[Opening Provided material section]

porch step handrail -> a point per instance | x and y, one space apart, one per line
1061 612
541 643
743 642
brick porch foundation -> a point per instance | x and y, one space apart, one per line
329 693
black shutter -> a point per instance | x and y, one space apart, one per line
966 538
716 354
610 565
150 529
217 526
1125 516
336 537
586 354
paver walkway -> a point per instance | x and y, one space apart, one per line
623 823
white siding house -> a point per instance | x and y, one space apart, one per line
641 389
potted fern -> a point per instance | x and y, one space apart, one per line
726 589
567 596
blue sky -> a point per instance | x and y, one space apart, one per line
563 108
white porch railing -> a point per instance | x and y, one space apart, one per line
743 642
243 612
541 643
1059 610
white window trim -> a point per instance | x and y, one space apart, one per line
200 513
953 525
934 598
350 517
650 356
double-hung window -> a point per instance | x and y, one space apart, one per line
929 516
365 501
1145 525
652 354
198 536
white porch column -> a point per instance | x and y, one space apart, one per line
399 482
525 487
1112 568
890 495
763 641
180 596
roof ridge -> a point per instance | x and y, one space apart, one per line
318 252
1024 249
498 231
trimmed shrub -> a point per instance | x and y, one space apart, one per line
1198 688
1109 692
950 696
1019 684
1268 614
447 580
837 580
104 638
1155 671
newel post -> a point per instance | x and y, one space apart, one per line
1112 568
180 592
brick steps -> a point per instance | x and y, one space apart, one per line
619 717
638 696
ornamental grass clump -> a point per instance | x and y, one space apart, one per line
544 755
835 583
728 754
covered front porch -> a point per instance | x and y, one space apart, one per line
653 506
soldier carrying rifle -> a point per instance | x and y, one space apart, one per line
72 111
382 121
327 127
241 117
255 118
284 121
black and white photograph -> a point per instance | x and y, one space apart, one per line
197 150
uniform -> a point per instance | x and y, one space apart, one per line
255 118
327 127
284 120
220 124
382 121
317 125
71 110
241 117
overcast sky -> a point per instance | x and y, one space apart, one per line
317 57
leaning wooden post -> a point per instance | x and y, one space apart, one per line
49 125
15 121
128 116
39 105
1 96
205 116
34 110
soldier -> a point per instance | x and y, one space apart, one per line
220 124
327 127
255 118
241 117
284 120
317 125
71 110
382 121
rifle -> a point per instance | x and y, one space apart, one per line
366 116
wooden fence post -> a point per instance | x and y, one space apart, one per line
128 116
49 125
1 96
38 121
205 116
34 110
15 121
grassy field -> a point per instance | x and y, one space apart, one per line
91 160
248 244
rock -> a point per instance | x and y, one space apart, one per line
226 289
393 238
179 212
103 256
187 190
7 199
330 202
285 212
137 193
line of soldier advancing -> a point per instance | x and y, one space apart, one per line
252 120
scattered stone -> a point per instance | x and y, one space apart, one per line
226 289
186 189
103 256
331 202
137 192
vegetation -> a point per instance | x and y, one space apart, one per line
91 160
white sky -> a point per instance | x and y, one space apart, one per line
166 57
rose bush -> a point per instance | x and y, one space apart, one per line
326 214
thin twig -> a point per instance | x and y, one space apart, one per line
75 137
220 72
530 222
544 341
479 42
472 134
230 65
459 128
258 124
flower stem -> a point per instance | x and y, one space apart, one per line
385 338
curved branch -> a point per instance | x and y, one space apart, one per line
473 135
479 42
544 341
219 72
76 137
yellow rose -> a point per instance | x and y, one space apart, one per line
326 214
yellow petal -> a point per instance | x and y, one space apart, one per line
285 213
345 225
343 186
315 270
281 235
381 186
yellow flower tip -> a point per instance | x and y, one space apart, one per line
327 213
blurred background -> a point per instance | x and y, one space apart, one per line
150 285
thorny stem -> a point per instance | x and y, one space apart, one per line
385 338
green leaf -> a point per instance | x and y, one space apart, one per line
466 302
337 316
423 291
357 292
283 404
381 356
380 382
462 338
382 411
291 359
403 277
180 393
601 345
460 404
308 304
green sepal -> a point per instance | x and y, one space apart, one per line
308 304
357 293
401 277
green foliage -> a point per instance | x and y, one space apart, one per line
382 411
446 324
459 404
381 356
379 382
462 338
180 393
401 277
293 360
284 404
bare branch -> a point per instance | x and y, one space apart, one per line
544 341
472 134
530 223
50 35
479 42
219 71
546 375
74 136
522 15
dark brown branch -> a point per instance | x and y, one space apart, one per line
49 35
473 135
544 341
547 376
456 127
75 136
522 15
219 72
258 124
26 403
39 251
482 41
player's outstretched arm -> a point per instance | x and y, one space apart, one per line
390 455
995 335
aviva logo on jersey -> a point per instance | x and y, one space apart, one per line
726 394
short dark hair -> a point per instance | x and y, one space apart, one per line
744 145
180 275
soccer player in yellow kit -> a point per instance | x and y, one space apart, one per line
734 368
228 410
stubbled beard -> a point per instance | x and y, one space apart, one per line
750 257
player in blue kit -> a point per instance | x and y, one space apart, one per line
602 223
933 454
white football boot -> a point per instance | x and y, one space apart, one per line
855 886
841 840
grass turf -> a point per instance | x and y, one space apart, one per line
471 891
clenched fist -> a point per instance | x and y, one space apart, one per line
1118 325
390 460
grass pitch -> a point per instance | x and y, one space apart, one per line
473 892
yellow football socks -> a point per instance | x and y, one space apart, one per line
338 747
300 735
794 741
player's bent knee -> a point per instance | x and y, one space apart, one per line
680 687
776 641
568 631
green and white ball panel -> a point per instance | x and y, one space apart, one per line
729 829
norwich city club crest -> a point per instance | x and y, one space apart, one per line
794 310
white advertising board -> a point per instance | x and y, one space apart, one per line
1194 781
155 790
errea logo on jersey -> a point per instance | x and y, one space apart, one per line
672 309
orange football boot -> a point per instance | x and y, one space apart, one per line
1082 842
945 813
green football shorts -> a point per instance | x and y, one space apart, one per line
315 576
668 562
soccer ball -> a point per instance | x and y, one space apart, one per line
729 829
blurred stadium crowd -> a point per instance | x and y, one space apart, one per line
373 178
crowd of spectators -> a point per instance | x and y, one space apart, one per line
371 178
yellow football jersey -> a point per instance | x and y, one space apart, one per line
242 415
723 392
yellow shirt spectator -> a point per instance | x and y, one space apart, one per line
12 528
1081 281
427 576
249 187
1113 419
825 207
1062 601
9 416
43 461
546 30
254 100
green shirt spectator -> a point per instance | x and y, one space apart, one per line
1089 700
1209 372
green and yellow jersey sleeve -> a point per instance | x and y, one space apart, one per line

[Closing Provided material section]

**Exercise description**
The only output should be the lines from the one containing "blurred stadium crowd" through the final line of the material above, copied exactly.

**Result of the exercise**
blurred stadium crowd -> a point per instance | x and y, one space apart, one per line
373 178
crowd of spectators -> a point per instance | x and y, one space apart, one per line
371 178
yellow football jersey -> a point per instance | x and y, one space apart, one per line
242 415
723 392
yellow shirt spectator -> a point per instance | x and y, one space apart, one per line
12 528
1081 281
427 576
249 187
1113 419
825 207
1062 601
9 416
43 461
546 30
254 100
green shirt spectator -> a point per instance | x and y, one space apart, one per line
1089 700
1209 372
green and yellow jersey sleeve -> a point per instance | x and y, one space apart, one per line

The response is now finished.